■ Data for the task:

= = = = = = =

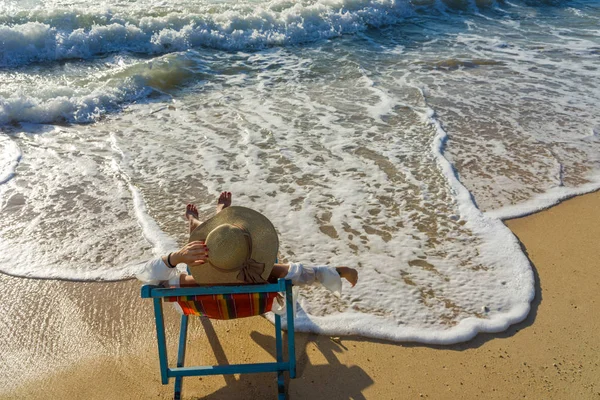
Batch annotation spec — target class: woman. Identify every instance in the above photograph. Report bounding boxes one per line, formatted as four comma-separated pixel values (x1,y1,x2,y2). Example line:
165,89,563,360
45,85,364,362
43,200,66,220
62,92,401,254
138,192,358,293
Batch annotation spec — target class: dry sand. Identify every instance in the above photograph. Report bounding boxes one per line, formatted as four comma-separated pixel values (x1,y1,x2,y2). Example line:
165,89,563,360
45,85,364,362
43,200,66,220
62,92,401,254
0,192,600,399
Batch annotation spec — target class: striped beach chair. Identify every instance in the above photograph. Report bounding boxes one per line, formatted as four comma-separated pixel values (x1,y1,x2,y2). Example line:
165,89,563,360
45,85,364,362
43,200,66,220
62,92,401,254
141,279,296,400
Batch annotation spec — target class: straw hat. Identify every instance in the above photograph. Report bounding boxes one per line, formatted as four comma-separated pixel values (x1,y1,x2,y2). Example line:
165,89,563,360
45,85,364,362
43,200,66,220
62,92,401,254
190,206,279,284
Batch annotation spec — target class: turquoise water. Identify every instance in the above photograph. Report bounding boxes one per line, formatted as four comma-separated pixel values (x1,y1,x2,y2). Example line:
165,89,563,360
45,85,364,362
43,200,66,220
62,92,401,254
0,0,600,343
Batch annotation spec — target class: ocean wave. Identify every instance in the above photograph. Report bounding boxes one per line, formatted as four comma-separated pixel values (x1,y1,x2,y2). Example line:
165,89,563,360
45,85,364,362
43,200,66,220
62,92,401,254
0,0,412,67
0,53,206,126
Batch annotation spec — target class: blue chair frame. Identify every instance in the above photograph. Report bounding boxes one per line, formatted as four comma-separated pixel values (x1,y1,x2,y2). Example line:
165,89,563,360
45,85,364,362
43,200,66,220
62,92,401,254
141,279,296,400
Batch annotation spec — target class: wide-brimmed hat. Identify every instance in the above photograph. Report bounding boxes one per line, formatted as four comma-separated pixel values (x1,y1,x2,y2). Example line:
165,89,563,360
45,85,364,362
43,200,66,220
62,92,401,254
189,206,279,284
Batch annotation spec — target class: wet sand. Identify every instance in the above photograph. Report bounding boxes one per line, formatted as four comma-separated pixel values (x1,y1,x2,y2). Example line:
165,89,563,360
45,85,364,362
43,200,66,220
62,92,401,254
0,192,600,399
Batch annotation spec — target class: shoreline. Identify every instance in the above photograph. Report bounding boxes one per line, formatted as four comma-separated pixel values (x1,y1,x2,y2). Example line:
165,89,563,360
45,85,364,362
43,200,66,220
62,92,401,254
0,191,600,399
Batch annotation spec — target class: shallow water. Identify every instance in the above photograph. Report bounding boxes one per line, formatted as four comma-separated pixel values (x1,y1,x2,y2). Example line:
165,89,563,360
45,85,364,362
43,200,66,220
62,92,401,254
0,1,600,343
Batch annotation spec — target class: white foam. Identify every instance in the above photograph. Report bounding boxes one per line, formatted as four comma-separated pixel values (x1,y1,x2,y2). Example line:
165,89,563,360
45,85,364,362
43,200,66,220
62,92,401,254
110,133,178,256
0,135,23,185
0,0,412,66
0,0,600,344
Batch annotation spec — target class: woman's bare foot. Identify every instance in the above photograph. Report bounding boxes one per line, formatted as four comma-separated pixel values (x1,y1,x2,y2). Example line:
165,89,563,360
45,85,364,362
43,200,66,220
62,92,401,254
185,203,201,233
335,267,358,287
217,192,231,214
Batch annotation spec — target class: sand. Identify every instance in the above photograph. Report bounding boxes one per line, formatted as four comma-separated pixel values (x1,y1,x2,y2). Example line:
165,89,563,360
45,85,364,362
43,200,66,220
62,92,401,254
0,192,600,399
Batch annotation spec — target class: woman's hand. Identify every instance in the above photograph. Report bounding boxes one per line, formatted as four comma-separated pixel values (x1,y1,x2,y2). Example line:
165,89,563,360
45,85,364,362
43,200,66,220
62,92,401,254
171,241,208,267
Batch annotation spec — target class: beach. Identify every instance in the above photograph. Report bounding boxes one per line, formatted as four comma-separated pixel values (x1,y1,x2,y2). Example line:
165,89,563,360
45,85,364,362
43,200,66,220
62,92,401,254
0,192,600,399
0,0,600,399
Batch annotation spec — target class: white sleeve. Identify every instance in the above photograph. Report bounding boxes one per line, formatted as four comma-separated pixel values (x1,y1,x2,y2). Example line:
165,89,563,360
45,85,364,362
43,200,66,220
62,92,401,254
135,257,181,286
285,263,342,296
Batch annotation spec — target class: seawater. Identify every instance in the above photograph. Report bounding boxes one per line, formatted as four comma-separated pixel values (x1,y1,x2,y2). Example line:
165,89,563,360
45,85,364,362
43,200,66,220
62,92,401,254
0,0,600,343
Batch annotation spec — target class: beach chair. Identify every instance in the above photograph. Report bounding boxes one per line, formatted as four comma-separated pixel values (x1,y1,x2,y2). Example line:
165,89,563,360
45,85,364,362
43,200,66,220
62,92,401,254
141,279,296,400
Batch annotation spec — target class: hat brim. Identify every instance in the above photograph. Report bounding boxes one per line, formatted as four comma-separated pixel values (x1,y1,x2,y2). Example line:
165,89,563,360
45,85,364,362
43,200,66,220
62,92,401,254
188,206,279,284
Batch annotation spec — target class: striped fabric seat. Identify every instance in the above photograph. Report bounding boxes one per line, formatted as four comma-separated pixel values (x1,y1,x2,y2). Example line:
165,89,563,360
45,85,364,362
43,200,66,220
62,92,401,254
164,293,278,319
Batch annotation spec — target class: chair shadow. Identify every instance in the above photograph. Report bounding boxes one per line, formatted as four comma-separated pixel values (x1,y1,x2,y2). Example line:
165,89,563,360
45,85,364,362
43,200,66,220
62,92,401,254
192,318,374,400
186,240,542,400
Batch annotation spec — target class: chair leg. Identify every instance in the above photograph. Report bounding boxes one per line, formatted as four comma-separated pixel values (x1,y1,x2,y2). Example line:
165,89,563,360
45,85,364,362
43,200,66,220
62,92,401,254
154,298,169,385
285,280,296,379
173,315,188,400
275,314,285,400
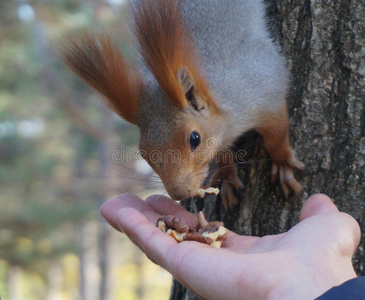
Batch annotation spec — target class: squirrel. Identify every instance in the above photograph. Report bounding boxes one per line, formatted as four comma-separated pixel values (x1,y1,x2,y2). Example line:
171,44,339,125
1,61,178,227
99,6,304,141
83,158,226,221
63,0,304,209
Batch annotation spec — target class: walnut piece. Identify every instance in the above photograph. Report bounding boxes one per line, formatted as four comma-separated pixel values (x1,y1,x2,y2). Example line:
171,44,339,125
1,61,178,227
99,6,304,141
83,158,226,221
156,211,228,248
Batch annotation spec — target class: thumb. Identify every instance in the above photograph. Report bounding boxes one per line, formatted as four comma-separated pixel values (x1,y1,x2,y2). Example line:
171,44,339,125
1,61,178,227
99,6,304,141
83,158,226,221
300,194,338,221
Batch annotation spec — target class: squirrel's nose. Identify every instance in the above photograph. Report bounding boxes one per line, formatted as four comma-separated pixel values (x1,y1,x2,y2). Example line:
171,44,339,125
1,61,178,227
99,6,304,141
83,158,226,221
166,186,191,200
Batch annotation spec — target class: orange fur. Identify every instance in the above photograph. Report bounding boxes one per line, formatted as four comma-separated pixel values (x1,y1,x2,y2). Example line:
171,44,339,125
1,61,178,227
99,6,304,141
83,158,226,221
133,0,218,112
63,33,141,124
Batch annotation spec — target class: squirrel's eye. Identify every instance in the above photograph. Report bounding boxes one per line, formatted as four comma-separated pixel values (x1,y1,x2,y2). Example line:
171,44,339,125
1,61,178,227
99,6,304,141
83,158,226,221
190,130,200,151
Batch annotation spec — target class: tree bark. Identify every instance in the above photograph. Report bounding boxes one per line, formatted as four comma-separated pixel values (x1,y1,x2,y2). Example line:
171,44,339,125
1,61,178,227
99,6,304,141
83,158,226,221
171,0,365,299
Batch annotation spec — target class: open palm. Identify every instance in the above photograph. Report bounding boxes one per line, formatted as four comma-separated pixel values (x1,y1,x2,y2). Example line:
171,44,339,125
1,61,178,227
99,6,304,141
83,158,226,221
101,194,360,299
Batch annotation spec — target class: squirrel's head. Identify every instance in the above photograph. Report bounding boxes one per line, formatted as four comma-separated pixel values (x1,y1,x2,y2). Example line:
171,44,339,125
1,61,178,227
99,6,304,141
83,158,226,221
60,0,223,200
138,74,220,200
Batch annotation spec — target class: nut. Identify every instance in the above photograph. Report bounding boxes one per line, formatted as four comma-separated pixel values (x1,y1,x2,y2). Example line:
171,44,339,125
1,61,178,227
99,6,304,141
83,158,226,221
156,211,228,248
196,187,219,198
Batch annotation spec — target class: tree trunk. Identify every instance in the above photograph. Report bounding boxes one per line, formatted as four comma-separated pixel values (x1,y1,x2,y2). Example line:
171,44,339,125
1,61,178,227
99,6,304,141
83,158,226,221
171,0,365,299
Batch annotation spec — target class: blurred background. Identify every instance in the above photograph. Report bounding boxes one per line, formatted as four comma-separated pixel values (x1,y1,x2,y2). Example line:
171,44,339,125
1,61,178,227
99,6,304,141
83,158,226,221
0,0,171,300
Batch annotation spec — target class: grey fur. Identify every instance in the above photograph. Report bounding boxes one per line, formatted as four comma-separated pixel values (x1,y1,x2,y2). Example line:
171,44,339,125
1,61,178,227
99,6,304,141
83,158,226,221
133,0,288,148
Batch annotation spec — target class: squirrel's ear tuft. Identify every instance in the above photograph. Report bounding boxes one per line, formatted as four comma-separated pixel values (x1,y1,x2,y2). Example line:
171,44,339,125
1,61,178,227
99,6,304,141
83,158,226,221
177,67,205,111
61,33,142,124
133,0,219,112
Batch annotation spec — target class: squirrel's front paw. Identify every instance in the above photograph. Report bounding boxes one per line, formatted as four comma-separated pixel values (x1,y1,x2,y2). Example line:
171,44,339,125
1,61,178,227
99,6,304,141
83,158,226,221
209,164,244,210
271,150,304,198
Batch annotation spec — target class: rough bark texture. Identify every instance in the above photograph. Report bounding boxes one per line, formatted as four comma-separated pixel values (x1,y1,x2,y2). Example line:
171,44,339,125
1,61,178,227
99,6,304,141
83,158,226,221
171,0,365,299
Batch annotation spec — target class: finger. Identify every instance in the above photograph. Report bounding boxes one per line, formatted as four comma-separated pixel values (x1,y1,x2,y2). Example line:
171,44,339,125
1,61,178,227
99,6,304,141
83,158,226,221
100,193,160,230
146,195,237,238
222,234,260,253
300,194,361,257
115,207,177,267
300,194,338,221
146,195,196,227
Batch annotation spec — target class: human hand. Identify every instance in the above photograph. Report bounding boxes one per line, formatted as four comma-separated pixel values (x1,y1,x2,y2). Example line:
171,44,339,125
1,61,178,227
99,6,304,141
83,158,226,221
101,194,360,299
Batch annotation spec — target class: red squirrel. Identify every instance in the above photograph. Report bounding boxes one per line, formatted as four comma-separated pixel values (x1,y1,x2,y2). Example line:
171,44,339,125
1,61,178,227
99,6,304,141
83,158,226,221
64,0,303,208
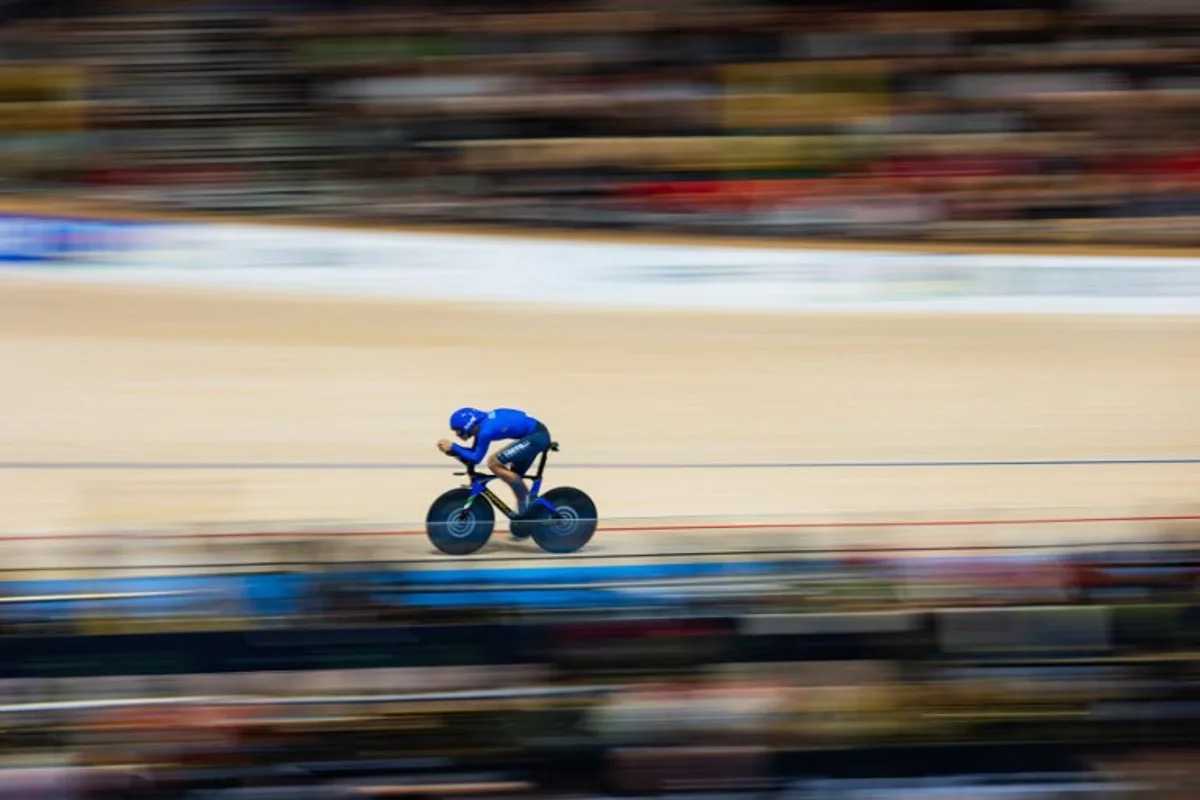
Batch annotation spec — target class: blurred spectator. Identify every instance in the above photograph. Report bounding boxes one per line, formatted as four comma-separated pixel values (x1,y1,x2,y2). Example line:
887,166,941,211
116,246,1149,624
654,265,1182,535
0,0,1200,243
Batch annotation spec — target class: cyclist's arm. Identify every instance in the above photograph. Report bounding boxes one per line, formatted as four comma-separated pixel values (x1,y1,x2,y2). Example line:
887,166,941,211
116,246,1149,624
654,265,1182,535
450,431,492,464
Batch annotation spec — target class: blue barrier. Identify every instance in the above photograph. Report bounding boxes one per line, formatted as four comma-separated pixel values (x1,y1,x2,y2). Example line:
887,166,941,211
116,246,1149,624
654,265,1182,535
0,213,164,264
0,563,796,621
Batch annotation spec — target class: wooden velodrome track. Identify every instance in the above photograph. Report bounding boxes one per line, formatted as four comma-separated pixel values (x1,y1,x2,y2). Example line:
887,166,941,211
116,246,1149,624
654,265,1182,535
0,227,1200,567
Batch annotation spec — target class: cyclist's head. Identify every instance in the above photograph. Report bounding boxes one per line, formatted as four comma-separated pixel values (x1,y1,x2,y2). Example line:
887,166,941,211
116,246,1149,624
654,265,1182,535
450,408,484,439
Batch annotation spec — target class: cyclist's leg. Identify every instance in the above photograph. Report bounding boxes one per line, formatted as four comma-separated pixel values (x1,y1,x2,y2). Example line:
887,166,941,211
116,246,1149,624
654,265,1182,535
487,431,550,513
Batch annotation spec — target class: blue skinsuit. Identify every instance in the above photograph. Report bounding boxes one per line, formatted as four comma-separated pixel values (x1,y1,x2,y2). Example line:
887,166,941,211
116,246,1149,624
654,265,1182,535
450,408,540,464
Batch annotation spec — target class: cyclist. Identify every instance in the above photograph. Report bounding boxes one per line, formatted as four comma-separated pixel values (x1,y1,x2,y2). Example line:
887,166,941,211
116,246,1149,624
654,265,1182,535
438,407,551,515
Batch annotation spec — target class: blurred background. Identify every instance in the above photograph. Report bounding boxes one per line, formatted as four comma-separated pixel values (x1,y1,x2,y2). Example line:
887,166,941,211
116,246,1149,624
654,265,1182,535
7,0,1200,245
0,0,1200,800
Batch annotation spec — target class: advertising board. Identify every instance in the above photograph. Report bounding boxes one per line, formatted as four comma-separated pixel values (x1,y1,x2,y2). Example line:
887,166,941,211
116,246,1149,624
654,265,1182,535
7,215,1200,314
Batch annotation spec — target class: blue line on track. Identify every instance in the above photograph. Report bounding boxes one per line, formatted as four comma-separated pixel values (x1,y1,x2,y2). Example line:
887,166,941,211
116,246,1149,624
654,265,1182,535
0,458,1200,471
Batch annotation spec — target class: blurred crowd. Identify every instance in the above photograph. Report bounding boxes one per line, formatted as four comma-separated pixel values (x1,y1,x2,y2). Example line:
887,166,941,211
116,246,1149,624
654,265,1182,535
7,0,1200,245
0,531,1200,800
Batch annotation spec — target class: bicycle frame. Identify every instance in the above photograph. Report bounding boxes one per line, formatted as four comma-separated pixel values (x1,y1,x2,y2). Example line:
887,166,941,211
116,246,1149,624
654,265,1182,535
455,441,558,519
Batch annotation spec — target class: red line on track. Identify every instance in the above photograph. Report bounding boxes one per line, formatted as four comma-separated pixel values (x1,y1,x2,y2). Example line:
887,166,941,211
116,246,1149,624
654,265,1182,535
0,515,1200,542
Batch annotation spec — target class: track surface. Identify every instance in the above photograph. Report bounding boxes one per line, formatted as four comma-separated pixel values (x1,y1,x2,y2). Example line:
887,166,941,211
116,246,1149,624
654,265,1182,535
0,278,1200,568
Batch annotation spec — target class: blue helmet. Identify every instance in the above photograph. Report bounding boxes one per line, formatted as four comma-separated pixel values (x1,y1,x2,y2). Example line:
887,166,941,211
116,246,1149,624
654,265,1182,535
450,408,486,439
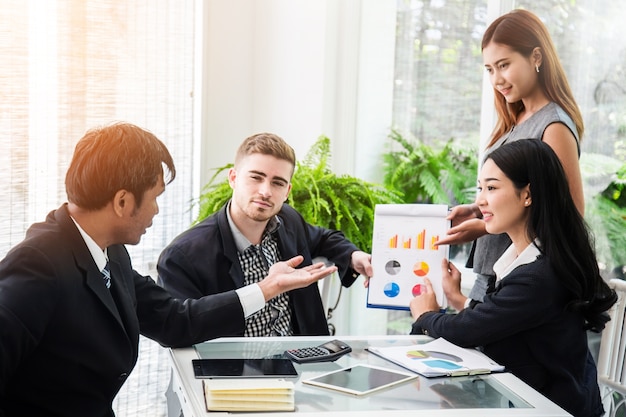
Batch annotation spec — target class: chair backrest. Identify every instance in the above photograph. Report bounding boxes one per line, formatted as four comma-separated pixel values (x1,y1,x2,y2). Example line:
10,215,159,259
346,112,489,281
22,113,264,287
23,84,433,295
598,279,626,396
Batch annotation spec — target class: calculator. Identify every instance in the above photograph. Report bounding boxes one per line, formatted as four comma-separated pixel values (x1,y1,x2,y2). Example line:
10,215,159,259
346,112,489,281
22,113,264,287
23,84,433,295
285,340,352,363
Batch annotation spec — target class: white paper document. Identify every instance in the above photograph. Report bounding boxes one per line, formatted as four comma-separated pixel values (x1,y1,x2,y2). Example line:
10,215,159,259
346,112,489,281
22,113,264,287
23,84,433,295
367,338,504,377
367,204,450,310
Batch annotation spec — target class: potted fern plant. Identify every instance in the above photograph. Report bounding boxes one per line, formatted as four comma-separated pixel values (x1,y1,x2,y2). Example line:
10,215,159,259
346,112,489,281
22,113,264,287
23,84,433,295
194,136,402,252
383,130,478,205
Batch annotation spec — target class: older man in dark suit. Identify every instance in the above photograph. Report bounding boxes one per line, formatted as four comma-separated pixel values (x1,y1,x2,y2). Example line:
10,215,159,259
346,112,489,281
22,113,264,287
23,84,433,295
0,123,336,417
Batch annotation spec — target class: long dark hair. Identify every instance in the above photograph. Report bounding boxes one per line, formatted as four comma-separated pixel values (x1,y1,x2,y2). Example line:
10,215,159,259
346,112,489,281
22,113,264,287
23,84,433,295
487,139,617,331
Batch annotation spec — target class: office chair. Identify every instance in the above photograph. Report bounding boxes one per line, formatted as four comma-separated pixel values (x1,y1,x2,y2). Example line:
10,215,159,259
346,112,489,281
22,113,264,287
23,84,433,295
598,279,626,416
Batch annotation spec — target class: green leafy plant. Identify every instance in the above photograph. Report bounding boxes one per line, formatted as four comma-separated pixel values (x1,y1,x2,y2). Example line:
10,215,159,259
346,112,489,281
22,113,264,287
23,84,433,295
383,130,478,205
195,136,402,252
585,165,626,268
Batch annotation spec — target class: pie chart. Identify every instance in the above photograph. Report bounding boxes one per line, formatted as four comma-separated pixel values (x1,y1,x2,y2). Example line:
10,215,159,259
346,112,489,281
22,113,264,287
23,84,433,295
413,262,430,277
411,284,424,297
385,259,401,275
383,282,400,298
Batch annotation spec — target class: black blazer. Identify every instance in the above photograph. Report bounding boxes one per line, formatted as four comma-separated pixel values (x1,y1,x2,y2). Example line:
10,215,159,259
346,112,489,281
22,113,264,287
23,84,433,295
411,256,603,416
157,204,358,336
0,206,244,417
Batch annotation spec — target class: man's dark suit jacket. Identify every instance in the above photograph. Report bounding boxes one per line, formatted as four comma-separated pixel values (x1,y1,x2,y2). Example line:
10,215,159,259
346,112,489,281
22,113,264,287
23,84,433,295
411,256,603,416
158,204,359,336
0,206,244,417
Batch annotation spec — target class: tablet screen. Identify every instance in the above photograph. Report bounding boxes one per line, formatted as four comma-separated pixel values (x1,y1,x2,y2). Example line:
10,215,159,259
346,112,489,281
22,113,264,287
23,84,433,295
302,364,417,395
192,358,298,378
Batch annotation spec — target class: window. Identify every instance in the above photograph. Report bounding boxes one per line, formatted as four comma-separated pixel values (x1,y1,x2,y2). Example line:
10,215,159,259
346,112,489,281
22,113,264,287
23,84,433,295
0,0,194,270
393,0,488,144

= = = = = = =

■ What the task requires:
Switch "photograph" to "image" in the lines that run from the start of the data through the line containing "189,206,279,284", inclusive, and give back only those lines with everything else unchanged. Leave the pictures out of your answer.

■ Task response:
Batch annotation spec — target class: woman. Identify every instance in the above image. Report bounding boxes one per line, formatted as four comma-separated pixel values (x1,y1,x2,y2). Example line:
165,89,563,360
45,85,364,362
43,200,66,220
62,92,401,254
138,192,358,293
Batch annotation spec — target class: dry sand. Identify every instance in the above image. Report bounding boxes one per line, formatted as four comma-separated pixel values (x1,y1,x2,y2). Example line:
165,89,563,360
45,85,364,362
43,200,66,220
62,92,401,254
0,192,600,399
Batch annotation spec — target class: striped beach chair. Identify every instance in the above image. Report bounding boxes one per line, formatted as four comma-separated pixel values (x1,y1,x2,y2). Example line:
165,89,563,360
45,85,364,362
43,200,66,220
62,92,401,254
141,279,296,400
Batch annotation spec — target class: straw hat. Identify every instance in the above image. Report bounding boxes one per line, formatted as four comma-separated pixel values (x1,y1,x2,y2). Example line:
165,89,563,360
45,85,364,362
43,200,66,220
62,92,401,254
190,206,279,284
Batch annotation spec — target class: turquoise water. Identify every instance in the above image. Report bounding boxes one per line, formatted as four comma-separated pixel values (x1,y1,x2,y2). Example line:
165,89,563,360
45,85,364,362
43,200,66,220
62,92,401,254
0,0,600,343
Batch annotation spec — target class: ocean wave. Identify every instance in the above image. Report bounding boxes one per line, formatted as four comma-separated pixel values (x1,y1,x2,y2). Example line:
165,89,563,360
45,85,364,362
43,200,66,220
62,92,401,254
0,0,412,67
0,53,206,126
Batch annotation spec — target class: blue chair frame. Identify every instance in the above image. Report bounding boxes one per line, formatted as four comma-separated pixel values (x1,y1,x2,y2). Example line:
165,89,563,360
45,85,364,362
43,200,66,220
62,92,401,254
141,279,296,400
Batch annotation spec — target class: wide-brimmed hat. Identify every instance in the above image. Report bounding boxes one per line, formatted as four comma-separated pixel values (x1,y1,x2,y2). Example line:
165,89,563,360
45,85,364,362
43,200,66,220
62,92,401,254
189,206,279,284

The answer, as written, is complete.